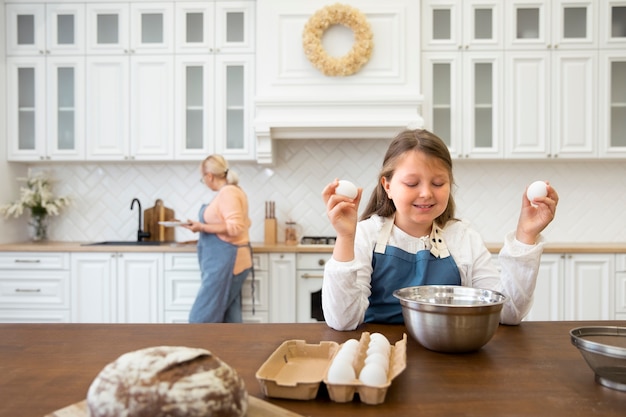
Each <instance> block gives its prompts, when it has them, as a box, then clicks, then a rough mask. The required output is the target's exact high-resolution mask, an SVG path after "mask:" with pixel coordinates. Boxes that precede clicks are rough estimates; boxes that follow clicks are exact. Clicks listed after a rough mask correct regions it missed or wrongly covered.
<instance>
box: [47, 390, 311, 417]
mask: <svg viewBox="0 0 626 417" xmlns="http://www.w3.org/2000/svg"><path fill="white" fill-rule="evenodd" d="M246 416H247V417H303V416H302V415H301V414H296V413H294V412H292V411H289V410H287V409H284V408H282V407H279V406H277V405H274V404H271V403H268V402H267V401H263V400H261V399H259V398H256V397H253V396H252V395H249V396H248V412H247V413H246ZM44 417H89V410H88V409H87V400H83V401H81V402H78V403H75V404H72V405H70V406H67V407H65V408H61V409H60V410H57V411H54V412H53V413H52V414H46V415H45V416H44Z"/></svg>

* * *

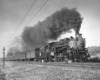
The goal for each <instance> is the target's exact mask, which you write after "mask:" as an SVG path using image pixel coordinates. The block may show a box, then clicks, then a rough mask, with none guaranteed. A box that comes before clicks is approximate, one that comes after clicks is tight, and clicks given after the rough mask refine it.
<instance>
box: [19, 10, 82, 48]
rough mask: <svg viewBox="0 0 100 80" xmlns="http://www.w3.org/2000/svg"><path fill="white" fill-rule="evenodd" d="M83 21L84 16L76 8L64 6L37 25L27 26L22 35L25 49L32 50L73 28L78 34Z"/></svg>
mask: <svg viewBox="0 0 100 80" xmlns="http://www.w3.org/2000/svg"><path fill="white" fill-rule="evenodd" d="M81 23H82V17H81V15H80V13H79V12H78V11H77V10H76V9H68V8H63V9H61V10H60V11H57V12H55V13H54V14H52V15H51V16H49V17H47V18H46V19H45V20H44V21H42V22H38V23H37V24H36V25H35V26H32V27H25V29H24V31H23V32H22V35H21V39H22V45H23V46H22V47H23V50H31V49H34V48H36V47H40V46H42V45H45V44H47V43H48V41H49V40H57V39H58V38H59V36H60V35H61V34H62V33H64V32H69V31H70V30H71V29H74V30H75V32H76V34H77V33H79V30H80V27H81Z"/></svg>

---

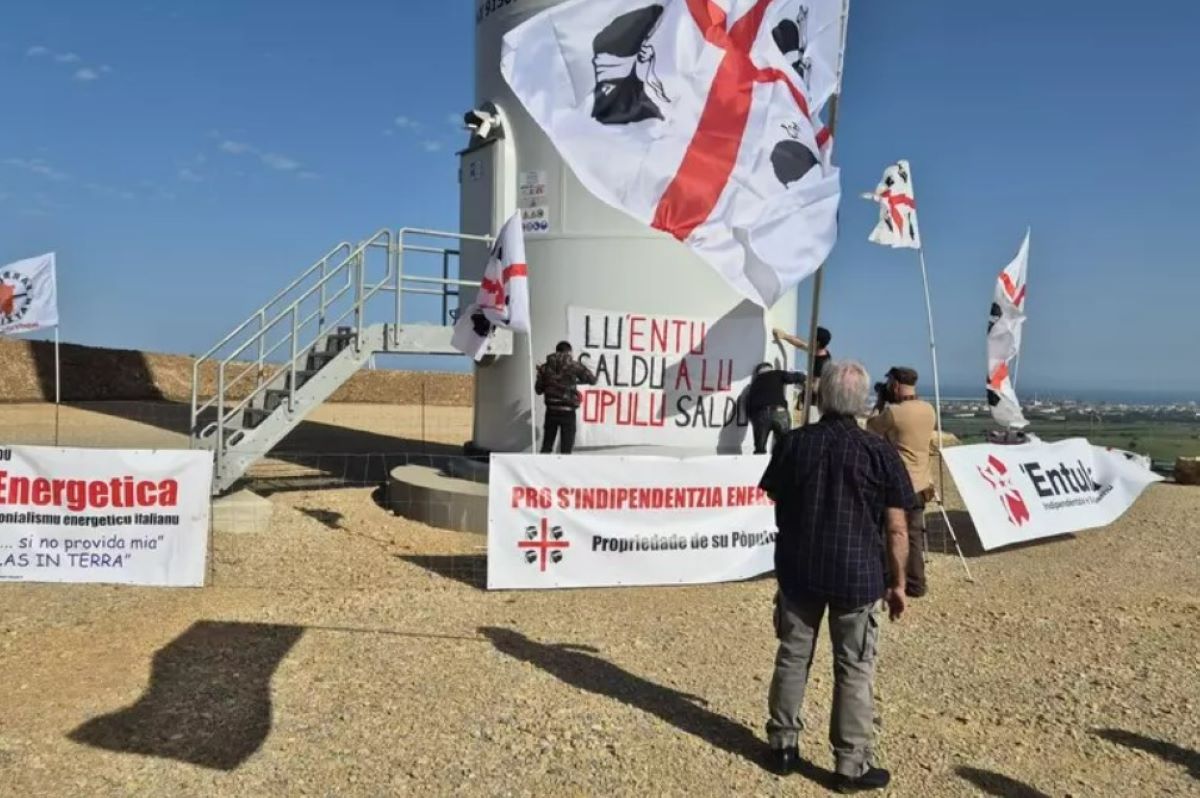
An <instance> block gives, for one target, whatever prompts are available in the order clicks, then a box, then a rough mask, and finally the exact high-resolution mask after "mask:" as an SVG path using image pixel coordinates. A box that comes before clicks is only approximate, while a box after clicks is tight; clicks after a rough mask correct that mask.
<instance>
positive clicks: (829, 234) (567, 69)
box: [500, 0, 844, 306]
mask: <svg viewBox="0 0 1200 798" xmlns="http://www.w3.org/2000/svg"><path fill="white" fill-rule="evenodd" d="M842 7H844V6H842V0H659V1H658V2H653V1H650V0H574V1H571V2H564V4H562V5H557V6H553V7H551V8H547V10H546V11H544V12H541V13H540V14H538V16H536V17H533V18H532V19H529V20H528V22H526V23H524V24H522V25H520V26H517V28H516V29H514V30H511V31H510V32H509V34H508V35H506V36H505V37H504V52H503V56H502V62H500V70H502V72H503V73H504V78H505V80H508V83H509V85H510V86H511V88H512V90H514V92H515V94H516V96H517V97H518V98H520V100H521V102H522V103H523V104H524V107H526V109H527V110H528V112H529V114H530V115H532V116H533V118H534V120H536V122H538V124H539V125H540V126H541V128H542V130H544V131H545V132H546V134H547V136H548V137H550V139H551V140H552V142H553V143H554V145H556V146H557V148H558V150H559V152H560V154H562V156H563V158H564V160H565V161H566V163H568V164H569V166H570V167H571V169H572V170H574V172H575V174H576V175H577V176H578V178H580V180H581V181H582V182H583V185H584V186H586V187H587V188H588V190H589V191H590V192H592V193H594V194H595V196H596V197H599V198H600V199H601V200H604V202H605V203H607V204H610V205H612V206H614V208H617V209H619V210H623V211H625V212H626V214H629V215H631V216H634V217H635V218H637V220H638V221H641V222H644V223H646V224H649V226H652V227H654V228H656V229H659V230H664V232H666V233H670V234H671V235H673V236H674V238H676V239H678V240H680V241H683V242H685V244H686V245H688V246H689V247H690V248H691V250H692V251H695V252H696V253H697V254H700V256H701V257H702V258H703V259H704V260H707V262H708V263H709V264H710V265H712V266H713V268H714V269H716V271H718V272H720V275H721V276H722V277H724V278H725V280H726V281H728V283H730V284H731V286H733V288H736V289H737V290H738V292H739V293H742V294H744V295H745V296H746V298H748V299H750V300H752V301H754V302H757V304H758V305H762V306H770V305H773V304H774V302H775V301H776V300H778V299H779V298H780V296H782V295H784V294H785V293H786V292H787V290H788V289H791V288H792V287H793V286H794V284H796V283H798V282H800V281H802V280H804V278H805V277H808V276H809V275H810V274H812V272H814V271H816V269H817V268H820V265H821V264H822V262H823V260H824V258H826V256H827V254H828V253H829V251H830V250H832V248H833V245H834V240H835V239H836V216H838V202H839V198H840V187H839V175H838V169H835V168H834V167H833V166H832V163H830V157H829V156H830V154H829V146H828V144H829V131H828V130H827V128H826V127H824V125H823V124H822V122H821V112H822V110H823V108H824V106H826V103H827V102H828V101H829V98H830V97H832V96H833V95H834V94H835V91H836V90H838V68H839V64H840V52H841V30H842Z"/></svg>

▶ Task objective:
Read the listing line by line, and copy each line in which the word "comes" is found.

▶ Finished task:
The goal for each <instance> is the target's exact mask, which you write after "mask:" as an SVG path using image pixel coordinates. The block may show a box, then clicks, then a rough mask, with none guaranteed. A box that comes before clicks is approximate, one that comes after clicks is tight, and clicks given after the rough mask refine it.
An <instance> block gives, for one target, whatever prompts are available in the order clicks, then a box, then a rough mask, and finally the exact high-resolution mask after "mask:" as an SVG path using image pixel coordinates. A box that comes before clicks is only approximate, while a box after clicks is tight; clicks after a rough mask correct that mask.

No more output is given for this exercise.